==== INFORMATION

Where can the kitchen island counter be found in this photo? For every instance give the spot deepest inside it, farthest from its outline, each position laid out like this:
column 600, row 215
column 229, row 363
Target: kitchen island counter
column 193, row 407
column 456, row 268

========

Write out every record above, word for word.

Where can the kitchen island counter be found in this photo? For every instance give the spot deepest inside it, farthest from its outline, each position laid out like this:
column 600, row 215
column 229, row 363
Target: kitchen island counter
column 193, row 407
column 456, row 268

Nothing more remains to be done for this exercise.